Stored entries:
-- Opening Marker --

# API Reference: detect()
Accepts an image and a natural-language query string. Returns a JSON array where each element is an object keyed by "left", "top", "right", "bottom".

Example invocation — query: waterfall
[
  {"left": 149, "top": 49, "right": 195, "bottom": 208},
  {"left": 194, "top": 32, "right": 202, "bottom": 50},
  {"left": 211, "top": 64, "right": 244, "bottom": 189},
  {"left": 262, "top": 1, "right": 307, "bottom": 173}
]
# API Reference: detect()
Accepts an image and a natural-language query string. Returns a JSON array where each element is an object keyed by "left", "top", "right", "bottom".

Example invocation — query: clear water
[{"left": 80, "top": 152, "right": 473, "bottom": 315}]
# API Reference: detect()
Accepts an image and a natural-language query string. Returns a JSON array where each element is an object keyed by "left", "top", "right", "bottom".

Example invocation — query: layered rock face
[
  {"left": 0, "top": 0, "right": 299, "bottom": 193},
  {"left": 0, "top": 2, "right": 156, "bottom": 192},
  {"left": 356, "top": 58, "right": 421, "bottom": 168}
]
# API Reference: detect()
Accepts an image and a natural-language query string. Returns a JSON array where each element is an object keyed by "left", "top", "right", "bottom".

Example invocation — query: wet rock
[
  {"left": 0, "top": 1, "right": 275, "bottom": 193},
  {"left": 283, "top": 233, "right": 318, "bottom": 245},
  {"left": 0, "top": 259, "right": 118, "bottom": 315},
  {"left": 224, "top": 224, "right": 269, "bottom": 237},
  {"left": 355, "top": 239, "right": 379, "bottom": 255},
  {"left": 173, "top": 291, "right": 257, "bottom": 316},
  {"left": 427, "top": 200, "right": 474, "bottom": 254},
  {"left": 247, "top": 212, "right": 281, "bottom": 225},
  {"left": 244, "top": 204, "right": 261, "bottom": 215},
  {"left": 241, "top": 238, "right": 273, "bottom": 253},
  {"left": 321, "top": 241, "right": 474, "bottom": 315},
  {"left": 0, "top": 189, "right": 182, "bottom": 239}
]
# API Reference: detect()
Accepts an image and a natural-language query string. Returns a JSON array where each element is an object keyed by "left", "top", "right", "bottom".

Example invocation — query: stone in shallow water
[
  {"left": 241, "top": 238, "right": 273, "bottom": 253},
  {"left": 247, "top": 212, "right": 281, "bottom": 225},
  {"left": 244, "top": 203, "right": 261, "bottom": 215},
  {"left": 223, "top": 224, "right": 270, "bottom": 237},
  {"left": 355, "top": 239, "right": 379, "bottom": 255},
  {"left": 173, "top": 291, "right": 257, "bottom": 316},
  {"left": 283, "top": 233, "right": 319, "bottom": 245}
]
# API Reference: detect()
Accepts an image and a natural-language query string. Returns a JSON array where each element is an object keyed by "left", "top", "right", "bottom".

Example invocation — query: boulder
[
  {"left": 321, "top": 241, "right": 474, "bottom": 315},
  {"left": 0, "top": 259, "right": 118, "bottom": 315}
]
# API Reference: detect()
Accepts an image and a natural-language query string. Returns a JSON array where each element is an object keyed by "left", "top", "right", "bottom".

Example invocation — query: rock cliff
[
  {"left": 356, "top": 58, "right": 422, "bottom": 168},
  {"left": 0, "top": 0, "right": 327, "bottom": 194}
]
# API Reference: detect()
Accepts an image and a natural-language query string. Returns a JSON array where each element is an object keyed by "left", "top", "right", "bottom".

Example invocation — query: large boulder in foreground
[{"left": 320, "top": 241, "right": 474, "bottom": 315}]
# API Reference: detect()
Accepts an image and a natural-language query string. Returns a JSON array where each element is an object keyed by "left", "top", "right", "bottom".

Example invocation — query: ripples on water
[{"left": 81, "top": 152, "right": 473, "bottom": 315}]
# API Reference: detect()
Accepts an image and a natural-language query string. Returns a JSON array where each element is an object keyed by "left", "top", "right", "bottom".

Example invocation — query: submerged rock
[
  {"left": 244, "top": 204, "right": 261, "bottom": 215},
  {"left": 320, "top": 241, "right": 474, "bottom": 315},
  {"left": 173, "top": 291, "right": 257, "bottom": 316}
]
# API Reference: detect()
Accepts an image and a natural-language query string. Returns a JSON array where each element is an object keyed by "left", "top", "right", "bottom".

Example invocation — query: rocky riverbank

-- Closing Marker --

## What is expected:
Write the complete data out, exactly as above.

## Response for this exercise:
# API Reference: detect()
Accepts an image and a natural-language query string. Returns a JSON array where each element is an object keyed by "left", "top", "right", "bottom".

Example invocation — query: waterfall
[
  {"left": 149, "top": 49, "right": 195, "bottom": 208},
  {"left": 194, "top": 32, "right": 202, "bottom": 50},
  {"left": 211, "top": 64, "right": 244, "bottom": 189},
  {"left": 262, "top": 1, "right": 307, "bottom": 173}
]
# API Reference: detect()
Accepts an image and a natural-language query string. Returns a JSON array where each element is an object keyed by "left", "top", "right", "bottom".

Example invocation — query: clear water
[{"left": 80, "top": 152, "right": 473, "bottom": 315}]
# API Reference: detect()
Accepts an image and a natural-language query string. Returns a JSON array where each element is an object keyed by "left", "top", "right", "bottom".

Example invocation — query: layered rock face
[
  {"left": 0, "top": 0, "right": 299, "bottom": 193},
  {"left": 0, "top": 2, "right": 156, "bottom": 192},
  {"left": 356, "top": 58, "right": 421, "bottom": 168}
]
# API Reference: detect()
Accepts an image and a natural-language query string. Returns a JSON array where each element is an object keyed by "left", "top", "right", "bottom".

Example invocation — query: wet rock
[
  {"left": 0, "top": 1, "right": 275, "bottom": 193},
  {"left": 283, "top": 233, "right": 318, "bottom": 245},
  {"left": 0, "top": 259, "right": 118, "bottom": 315},
  {"left": 224, "top": 224, "right": 269, "bottom": 237},
  {"left": 355, "top": 239, "right": 379, "bottom": 255},
  {"left": 173, "top": 291, "right": 257, "bottom": 316},
  {"left": 427, "top": 200, "right": 474, "bottom": 254},
  {"left": 247, "top": 212, "right": 281, "bottom": 225},
  {"left": 244, "top": 204, "right": 261, "bottom": 215},
  {"left": 241, "top": 238, "right": 273, "bottom": 253},
  {"left": 321, "top": 241, "right": 474, "bottom": 315},
  {"left": 0, "top": 189, "right": 182, "bottom": 239}
]
# API Reference: detect()
Accepts an image and a natural-language query string. Returns a JSON array where each element is an object keyed by "left", "top", "right", "bottom".

Example invocation — query: stone in shallow water
[
  {"left": 241, "top": 238, "right": 273, "bottom": 253},
  {"left": 247, "top": 212, "right": 281, "bottom": 225},
  {"left": 244, "top": 203, "right": 261, "bottom": 215},
  {"left": 223, "top": 224, "right": 270, "bottom": 237},
  {"left": 355, "top": 239, "right": 379, "bottom": 255},
  {"left": 173, "top": 291, "right": 257, "bottom": 316},
  {"left": 283, "top": 233, "right": 319, "bottom": 245}
]
# API Reference: detect()
Accepts an image and a natural-language query string. Returns a JSON array where each element is an object keyed by "left", "top", "right", "bottom".

Example invocation — query: boulder
[
  {"left": 321, "top": 241, "right": 474, "bottom": 315},
  {"left": 0, "top": 259, "right": 118, "bottom": 315}
]
# API Reference: detect()
Accepts an image and a natural-language query string. Returns a JSON array where each element is an object keyed by "left", "top", "right", "bottom".

Example invocation — query: rock cliff
[
  {"left": 356, "top": 58, "right": 422, "bottom": 168},
  {"left": 0, "top": 0, "right": 327, "bottom": 194}
]
# API Reference: detect()
Accepts an image and a natural-language query string. Returns a JSON array where each element is an object keyed by "left", "top", "right", "bottom".

Example invocation — query: large boulder in foreground
[{"left": 320, "top": 241, "right": 474, "bottom": 315}]
# API Reference: detect()
Accepts an image and a natural-language query string. Returns a JSON array where each element is an object keyed by "left", "top", "right", "bottom".

Example invocation — query: ripples on water
[{"left": 81, "top": 152, "right": 473, "bottom": 315}]
# API Reference: detect()
Accepts an image and a natural-language query string. Returns a JSON array where each element is an object keyed by "left", "top", "right", "bottom".

Example invocation — query: submerged rock
[
  {"left": 244, "top": 204, "right": 261, "bottom": 215},
  {"left": 320, "top": 241, "right": 474, "bottom": 315},
  {"left": 173, "top": 291, "right": 257, "bottom": 316}
]
# API Reference: detect()
Accepts an image and a natural-language query string. Returns a JSON array where each element is an object keyed by "left", "top", "right", "bottom".

Example invocation — query: rocky riverbank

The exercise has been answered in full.